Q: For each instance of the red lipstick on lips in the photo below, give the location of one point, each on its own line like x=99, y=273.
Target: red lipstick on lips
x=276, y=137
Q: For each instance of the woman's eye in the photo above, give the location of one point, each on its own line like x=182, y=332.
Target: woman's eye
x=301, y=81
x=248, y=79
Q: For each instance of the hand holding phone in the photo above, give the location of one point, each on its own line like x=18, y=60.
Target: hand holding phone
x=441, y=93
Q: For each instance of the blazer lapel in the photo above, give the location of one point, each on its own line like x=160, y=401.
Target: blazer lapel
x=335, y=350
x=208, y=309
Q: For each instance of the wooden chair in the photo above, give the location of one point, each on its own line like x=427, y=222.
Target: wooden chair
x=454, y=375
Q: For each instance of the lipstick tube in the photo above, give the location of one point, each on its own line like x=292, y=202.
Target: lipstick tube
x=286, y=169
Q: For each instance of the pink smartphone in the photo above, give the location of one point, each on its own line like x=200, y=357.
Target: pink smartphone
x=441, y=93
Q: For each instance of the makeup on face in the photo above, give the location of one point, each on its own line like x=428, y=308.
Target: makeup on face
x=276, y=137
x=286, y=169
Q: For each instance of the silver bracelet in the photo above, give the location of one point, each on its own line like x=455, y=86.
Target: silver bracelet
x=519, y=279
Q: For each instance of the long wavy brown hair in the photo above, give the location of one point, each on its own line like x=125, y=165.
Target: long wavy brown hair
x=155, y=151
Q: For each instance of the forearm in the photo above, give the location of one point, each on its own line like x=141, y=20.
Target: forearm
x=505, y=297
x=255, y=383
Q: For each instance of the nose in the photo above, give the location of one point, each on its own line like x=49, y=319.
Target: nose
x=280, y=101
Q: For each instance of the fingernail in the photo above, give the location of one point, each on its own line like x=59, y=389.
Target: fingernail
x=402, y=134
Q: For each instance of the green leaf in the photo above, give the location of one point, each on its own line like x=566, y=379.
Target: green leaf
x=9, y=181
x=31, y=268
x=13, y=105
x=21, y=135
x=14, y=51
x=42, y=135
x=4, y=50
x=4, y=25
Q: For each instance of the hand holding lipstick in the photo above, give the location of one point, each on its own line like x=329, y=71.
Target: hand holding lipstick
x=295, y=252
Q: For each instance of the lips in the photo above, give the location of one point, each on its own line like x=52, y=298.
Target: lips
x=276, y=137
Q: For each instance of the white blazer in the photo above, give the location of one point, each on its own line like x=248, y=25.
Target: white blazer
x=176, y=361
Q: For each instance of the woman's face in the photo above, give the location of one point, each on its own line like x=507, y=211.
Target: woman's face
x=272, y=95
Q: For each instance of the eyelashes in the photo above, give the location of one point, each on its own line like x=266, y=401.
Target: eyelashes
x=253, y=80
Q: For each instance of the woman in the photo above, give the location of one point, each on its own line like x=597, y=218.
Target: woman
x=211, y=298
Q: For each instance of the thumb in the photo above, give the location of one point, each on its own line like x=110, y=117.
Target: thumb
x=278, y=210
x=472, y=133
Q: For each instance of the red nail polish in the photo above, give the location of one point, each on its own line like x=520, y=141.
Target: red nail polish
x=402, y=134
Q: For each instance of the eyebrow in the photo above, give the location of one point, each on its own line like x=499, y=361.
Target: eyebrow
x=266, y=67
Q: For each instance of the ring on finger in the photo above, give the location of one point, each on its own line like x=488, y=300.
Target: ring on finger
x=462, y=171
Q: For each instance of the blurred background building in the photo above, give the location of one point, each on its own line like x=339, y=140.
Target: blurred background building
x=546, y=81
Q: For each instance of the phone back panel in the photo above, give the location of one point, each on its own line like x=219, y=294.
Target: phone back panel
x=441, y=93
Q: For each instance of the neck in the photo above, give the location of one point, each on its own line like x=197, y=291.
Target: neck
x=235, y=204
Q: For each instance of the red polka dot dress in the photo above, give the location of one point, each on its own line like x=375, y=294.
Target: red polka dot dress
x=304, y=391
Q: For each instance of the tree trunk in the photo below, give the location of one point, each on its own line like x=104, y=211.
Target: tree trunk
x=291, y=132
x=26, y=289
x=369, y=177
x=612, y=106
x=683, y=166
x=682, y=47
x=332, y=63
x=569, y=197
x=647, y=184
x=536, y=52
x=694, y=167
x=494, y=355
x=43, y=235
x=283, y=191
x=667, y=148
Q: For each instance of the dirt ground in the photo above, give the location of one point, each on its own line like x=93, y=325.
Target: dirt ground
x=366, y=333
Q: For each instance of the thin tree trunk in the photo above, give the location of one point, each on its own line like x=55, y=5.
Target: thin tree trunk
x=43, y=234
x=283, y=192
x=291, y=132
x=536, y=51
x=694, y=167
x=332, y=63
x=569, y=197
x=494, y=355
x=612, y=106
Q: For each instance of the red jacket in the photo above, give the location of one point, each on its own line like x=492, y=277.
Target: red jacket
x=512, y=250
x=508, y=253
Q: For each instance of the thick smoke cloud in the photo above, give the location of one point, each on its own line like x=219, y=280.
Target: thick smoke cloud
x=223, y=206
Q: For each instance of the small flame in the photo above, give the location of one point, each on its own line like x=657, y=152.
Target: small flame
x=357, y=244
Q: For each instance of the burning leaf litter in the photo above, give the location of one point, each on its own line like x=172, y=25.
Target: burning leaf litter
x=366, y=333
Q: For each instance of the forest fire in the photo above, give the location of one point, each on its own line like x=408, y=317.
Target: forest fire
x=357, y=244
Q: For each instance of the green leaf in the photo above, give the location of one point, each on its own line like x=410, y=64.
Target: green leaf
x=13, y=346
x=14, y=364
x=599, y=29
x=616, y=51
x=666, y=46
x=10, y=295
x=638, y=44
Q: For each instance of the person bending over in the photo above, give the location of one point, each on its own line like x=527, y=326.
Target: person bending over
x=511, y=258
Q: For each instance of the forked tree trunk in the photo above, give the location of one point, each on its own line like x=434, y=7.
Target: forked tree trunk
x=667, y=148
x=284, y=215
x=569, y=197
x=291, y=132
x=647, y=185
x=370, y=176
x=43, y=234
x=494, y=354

- _Direction_
Recast every line of the items above as a Markdown table with two columns, Row for the row number and Line for the line itself, leaving out any blank lines.

- _Correct output_
| Row | Line |
|---|---|
| 1 | Q: For each instance of the red lipstick on lips in the photo below, give the location of one point, each on its own line like x=99, y=273. |
| 2 | Target: red lipstick on lips |
| 3 | x=276, y=137 |
| 4 | Q: For each instance of the woman's eye in the photo above, give the location of one point, each on its own line like x=182, y=332. |
| 5 | Target: woman's eye |
| 6 | x=301, y=81 |
| 7 | x=248, y=79 |
| 8 | Q: For each instance of the hand holding phone in the photo above, give the location of one point, each on its own line like x=18, y=60. |
| 9 | Target: hand holding phone |
| 10 | x=441, y=93 |
| 11 | Q: For each instance of the blazer lapel in the photo above, give the location of one point, each on its own line like x=160, y=401. |
| 12 | Target: blazer lapel |
| 13 | x=335, y=350 |
| 14 | x=208, y=309 |
| 15 | Q: For each instance of the wooden chair in the photo above, give the location of one point, each on its own line like x=427, y=222. |
| 16 | Target: wooden chair |
| 17 | x=454, y=375 |
| 18 | Q: For each instance of the lipstick tube in the photo above, give the location of one point, each on its own line like x=292, y=202. |
| 19 | Target: lipstick tube |
| 20 | x=286, y=169 |
| 21 | Q: For each instance of the pink smartphone in the photo above, give the location of one point, each on its own line like x=200, y=357. |
| 22 | Target: pink smartphone |
| 23 | x=441, y=93 |
| 24 | Q: For each instance of the makeup on face in the photo above, give the location of one point, each on its own line like x=428, y=308. |
| 25 | Target: makeup on face |
| 26 | x=276, y=137 |
| 27 | x=286, y=169 |
| 28 | Q: For each instance of the silver bracelet in the photo above, give the location of one point, each on its own line like x=455, y=86. |
| 29 | Target: silver bracelet |
| 30 | x=519, y=279 |
| 31 | Q: For each instance of the long wavy brown hair in the photo above, give the location of one point, each on its own line like x=125, y=165. |
| 32 | Target: long wavy brown hair |
| 33 | x=155, y=151 |
| 34 | Q: For each instance of the forearm in the photo above, give the location of one point, each on its own line like x=141, y=20. |
| 35 | Target: forearm |
| 36 | x=505, y=297 |
| 37 | x=255, y=383 |
| 38 | Q: For each instance of the nose in the photo above, give the location of one point, each on its own line like x=49, y=319. |
| 39 | Target: nose |
| 40 | x=280, y=101 |
| 41 | Q: For each instance of the fingernail in the photo above, give the location of one point, each on its own line like x=59, y=389. |
| 42 | Target: fingernail |
| 43 | x=402, y=134 |
| 44 | Q: For each instance of the green leaf in the photo above, give the location of one point, each on its own line like x=566, y=379. |
| 45 | Target: green leaf |
| 46 | x=9, y=181 |
| 47 | x=31, y=268 |
| 48 | x=13, y=105 |
| 49 | x=21, y=135 |
| 50 | x=14, y=51 |
| 51 | x=42, y=135 |
| 52 | x=4, y=50 |
| 53 | x=4, y=25 |
| 54 | Q: For each instance of the hand holding lipstick in the photo above, give the location of one point, each on its own line like x=329, y=71. |
| 55 | Target: hand holding lipstick |
| 56 | x=295, y=252 |
| 57 | Q: For each instance of the lips in the photo above, give the location of one point, each on its own line like x=52, y=298. |
| 58 | Target: lips |
| 59 | x=276, y=137 |
| 60 | Q: For each instance of the white blazer in the photo above, give the location of one point, each on its own line like x=248, y=25. |
| 61 | Target: white blazer |
| 62 | x=176, y=361 |
| 63 | Q: For each instance of the woman's face in the photo above, give the location of one point, each on its own line like x=507, y=211. |
| 64 | Target: woman's face |
| 65 | x=272, y=95 |
| 66 | Q: For each instance of the eyelashes in the photo above, give the location of one point, each on its own line like x=266, y=401. |
| 67 | Target: eyelashes |
| 68 | x=253, y=80 |
| 69 | Q: For each instance of the woman in the photo above, give the location of one point, each on its own line like x=597, y=218. |
| 70 | Target: woman |
| 71 | x=211, y=298 |
| 72 | Q: For each instance of the thumb in the photo above, give the location of one point, each on its own line like x=110, y=117. |
| 73 | Target: thumb |
| 74 | x=278, y=210 |
| 75 | x=472, y=133 |
| 76 | Q: For each instance of the red nail polish in the photo above, give the location of one point, each on its own line like x=520, y=141. |
| 77 | Target: red nail polish |
| 78 | x=402, y=134 |
| 79 | Q: For each instance of the eyebrow in the photo above, give the location of one point, each on its own line like x=499, y=361. |
| 80 | Target: eyebrow |
| 81 | x=266, y=67 |
| 82 | Q: For each instance of the ring on finger in the photo above, give the location of one point, each on its own line like x=488, y=300. |
| 83 | Target: ring on finger |
| 84 | x=462, y=171 |
| 85 | Q: For each instance of the blurred background building in the photo above, give the location of one point, each on its own line like x=339, y=140. |
| 86 | Target: blurred background building |
| 87 | x=546, y=81 |
| 88 | Q: For each instance of the phone back panel in the photo above, give the location of one point, each on its own line like x=219, y=294. |
| 89 | Target: phone back panel |
| 90 | x=441, y=93 |
| 91 | Q: For each instance of the neck in the photo above, give the location of one point, each on its own line like x=197, y=291. |
| 92 | Target: neck |
| 93 | x=235, y=204 |
| 94 | Q: For each instance of the red polka dot dress in the photo above, give the location of one point, each on its own line like x=375, y=294. |
| 95 | Target: red polka dot dress |
| 96 | x=304, y=391 |
| 97 | Q: For each instance of the tree trunk in the photo below, give the location of one point, each on its own line like x=104, y=211. |
| 98 | Target: tree trunk |
| 99 | x=291, y=132 |
| 100 | x=26, y=289 |
| 101 | x=369, y=177 |
| 102 | x=612, y=106 |
| 103 | x=683, y=166 |
| 104 | x=682, y=47 |
| 105 | x=332, y=63 |
| 106 | x=569, y=197 |
| 107 | x=647, y=184 |
| 108 | x=536, y=52 |
| 109 | x=694, y=167 |
| 110 | x=494, y=355 |
| 111 | x=43, y=235 |
| 112 | x=283, y=191 |
| 113 | x=667, y=148 |
| 114 | Q: For each instance of the dirt ground in the photo above, give the location of one point, each on its own line like x=93, y=325. |
| 115 | Target: dirt ground |
| 116 | x=366, y=333 |
| 117 | Q: For each instance of the thin tree trunk in the photo above, give the location of one point, each on its own line like x=55, y=5. |
| 118 | Target: thin tree trunk |
| 119 | x=43, y=234 |
| 120 | x=283, y=192 |
| 121 | x=291, y=132 |
| 122 | x=536, y=51 |
| 123 | x=694, y=167 |
| 124 | x=332, y=63 |
| 125 | x=569, y=197 |
| 126 | x=494, y=355 |
| 127 | x=612, y=106 |
| 128 | Q: For each instance of the red jacket in the photo above, give the location of one point, each on its own line like x=492, y=277. |
| 129 | Target: red jacket |
| 130 | x=512, y=250 |
| 131 | x=508, y=253 |
| 132 | Q: For each instance of the thick smoke cloud in the photo above, give the location of one point, each on its own line like x=219, y=280. |
| 133 | Target: thick smoke cloud |
| 134 | x=223, y=206 |
| 135 | Q: For each instance of the small flame in the photo above, give the location of one point, each on its own line like x=657, y=152. |
| 136 | Target: small flame |
| 137 | x=357, y=244 |
| 138 | Q: For each instance of the burning leaf litter in the photo above, give the location of one point, each on its own line like x=172, y=25. |
| 139 | Target: burning leaf litter |
| 140 | x=366, y=333 |
| 141 | Q: For each instance of the forest fire in the photo above, give the location of one point, each on its own line like x=408, y=317. |
| 142 | Target: forest fire |
| 143 | x=357, y=244 |
| 144 | Q: For each instance of the green leaf in the photo above, give the location of one point, each on its own line like x=410, y=64. |
| 145 | Target: green leaf |
| 146 | x=13, y=346 |
| 147 | x=14, y=364 |
| 148 | x=599, y=29 |
| 149 | x=616, y=51 |
| 150 | x=666, y=46 |
| 151 | x=10, y=295 |
| 152 | x=638, y=44 |
| 153 | Q: For each instance of the person bending over in the photo above, give the location of one point, each on its own line like x=527, y=326. |
| 154 | Target: person bending over |
| 155 | x=511, y=258 |
| 156 | Q: For each instance of the forked tree trunk in the photo above, give the location of one point, each on its own line like x=434, y=7. |
| 157 | Target: forked tree trunk |
| 158 | x=667, y=148 |
| 159 | x=284, y=215 |
| 160 | x=569, y=197 |
| 161 | x=291, y=132 |
| 162 | x=647, y=185 |
| 163 | x=370, y=176 |
| 164 | x=43, y=234 |
| 165 | x=494, y=354 |